-- Exercise --
Here are some entries; quote each one exactly.

[Object position labeling entries]
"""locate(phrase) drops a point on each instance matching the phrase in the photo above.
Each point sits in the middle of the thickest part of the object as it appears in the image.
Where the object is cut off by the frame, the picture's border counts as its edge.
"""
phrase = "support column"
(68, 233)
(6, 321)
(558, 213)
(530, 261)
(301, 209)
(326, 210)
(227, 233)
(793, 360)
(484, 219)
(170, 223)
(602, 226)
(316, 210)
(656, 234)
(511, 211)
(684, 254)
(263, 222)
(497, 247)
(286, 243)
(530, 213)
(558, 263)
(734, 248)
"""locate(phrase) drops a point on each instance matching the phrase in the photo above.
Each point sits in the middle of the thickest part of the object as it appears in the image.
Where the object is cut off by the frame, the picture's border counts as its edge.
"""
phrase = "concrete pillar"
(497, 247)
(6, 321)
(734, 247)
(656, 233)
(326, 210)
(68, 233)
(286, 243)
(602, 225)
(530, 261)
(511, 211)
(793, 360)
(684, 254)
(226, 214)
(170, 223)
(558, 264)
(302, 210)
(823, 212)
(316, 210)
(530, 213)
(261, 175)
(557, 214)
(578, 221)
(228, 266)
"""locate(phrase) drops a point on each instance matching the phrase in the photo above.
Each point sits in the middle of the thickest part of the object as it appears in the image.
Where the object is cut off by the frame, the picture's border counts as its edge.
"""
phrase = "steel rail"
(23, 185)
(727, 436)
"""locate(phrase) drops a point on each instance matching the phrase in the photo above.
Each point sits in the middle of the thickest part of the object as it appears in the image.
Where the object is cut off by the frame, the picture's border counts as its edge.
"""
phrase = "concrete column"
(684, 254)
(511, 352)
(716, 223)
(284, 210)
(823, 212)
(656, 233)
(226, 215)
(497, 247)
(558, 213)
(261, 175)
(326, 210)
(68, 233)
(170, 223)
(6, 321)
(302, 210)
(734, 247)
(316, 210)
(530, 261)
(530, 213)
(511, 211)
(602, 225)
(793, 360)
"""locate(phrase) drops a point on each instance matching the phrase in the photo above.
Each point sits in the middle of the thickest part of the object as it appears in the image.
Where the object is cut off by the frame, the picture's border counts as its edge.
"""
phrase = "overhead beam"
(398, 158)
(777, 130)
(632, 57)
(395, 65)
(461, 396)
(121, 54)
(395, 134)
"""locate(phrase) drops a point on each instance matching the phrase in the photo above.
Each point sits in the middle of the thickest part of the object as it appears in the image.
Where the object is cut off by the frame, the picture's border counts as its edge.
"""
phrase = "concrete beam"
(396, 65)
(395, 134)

-- Full output --
"""locate(phrase) drops a point on each instance matching the phrase in the photo above.
Each point sits in the middle of the thickest part of the object as it appears in the image.
Where the object is cut off by the frame, the picture's border counts as its edge.
"""
phrase = "support column"
(68, 233)
(6, 321)
(558, 213)
(530, 261)
(301, 209)
(326, 210)
(227, 233)
(793, 360)
(484, 219)
(170, 223)
(602, 226)
(316, 210)
(656, 234)
(511, 211)
(684, 254)
(263, 222)
(497, 247)
(286, 243)
(530, 213)
(558, 263)
(734, 248)
"""locate(phrase) drops a point on each instance matching the phrase in the photo above.
Each point sits in the middle of the thickest part of the object as it appears in the image.
Where the object is cut off by the frame, the picture's border counts as its edge.
"""
phrase = "concrete pillar"
(497, 247)
(6, 321)
(734, 247)
(656, 233)
(326, 210)
(68, 233)
(286, 243)
(602, 225)
(530, 261)
(511, 211)
(793, 360)
(684, 254)
(226, 214)
(170, 223)
(558, 264)
(302, 210)
(823, 212)
(316, 210)
(530, 213)
(261, 175)
(557, 214)
(578, 221)
(228, 266)
"""locate(phrase) drops a point on each instance matching the phrase in the photo above.
Each point sits in the middle of the thickest part of the object as it appears in the image.
Where the object is cut off by the frame, the picture's border counts as its edge.
"""
phrase = "steel rail"
(23, 185)
(727, 436)
"""locate(phrase) drops a point on each instance matching the phrase in the photo above.
Each point sits in the middle of the thickest part of the object as it appears in the image.
Where the object is cut off by the frame, the picture's border counts as its edge.
"""
phrase = "concrete column"
(684, 254)
(511, 352)
(716, 223)
(284, 210)
(823, 212)
(656, 233)
(226, 215)
(497, 247)
(558, 213)
(261, 175)
(326, 210)
(68, 233)
(170, 223)
(6, 321)
(302, 210)
(734, 247)
(316, 210)
(530, 261)
(530, 213)
(511, 211)
(602, 225)
(793, 360)
"""locate(phrase) drops a point on each instance matching the phrase in the photo above.
Each point sits in the middle of the thickest part of the object as it appears in the image.
Where the object is cut off by the frame, the picture's border counts as its edge.
"""
phrase = "overhead beam"
(398, 158)
(777, 130)
(632, 57)
(395, 65)
(461, 396)
(121, 54)
(395, 134)
"""locate(phrase) drops a point on each instance matching the phrase in the photo above.
Each point sits in the middle of the thickest part of the object as it appears in the image.
Where the object is cut off by the frame, the picture's border counts as its edge.
"""
phrase = "concrete beam"
(396, 65)
(395, 134)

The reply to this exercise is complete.